** Opening Extracted data block **
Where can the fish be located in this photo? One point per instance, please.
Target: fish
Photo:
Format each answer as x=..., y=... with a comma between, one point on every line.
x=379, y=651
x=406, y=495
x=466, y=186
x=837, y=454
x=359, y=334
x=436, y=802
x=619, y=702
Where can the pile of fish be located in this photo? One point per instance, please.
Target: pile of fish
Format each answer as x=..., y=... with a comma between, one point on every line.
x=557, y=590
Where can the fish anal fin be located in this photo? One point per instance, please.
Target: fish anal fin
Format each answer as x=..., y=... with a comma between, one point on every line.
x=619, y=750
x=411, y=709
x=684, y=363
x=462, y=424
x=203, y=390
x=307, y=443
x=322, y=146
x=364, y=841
** Closing Extracted data block **
> [Brief]: Please transcribe each entry exactly, keeping every word as it is.

> [Output]:
Where can the fish be located in this photo? One point per instance, please.
Target: fish
Photo:
Format each answer as x=..., y=... with a comma between, one point on every line.
x=379, y=651
x=406, y=495
x=466, y=186
x=837, y=454
x=359, y=334
x=436, y=802
x=619, y=702
Where can the pile of fish be located in this photo? One point per instance, please.
Target: pile of fish
Format each answer as x=..., y=... with a comma between, one point on every line.
x=557, y=590
Where can the fish anal fin be located in this photo? One point per instance, please.
Target: fish anal fin
Format each answer as x=..., y=... with a comma between, one point on every line.
x=619, y=750
x=411, y=709
x=684, y=363
x=462, y=424
x=203, y=390
x=307, y=443
x=322, y=146
x=364, y=841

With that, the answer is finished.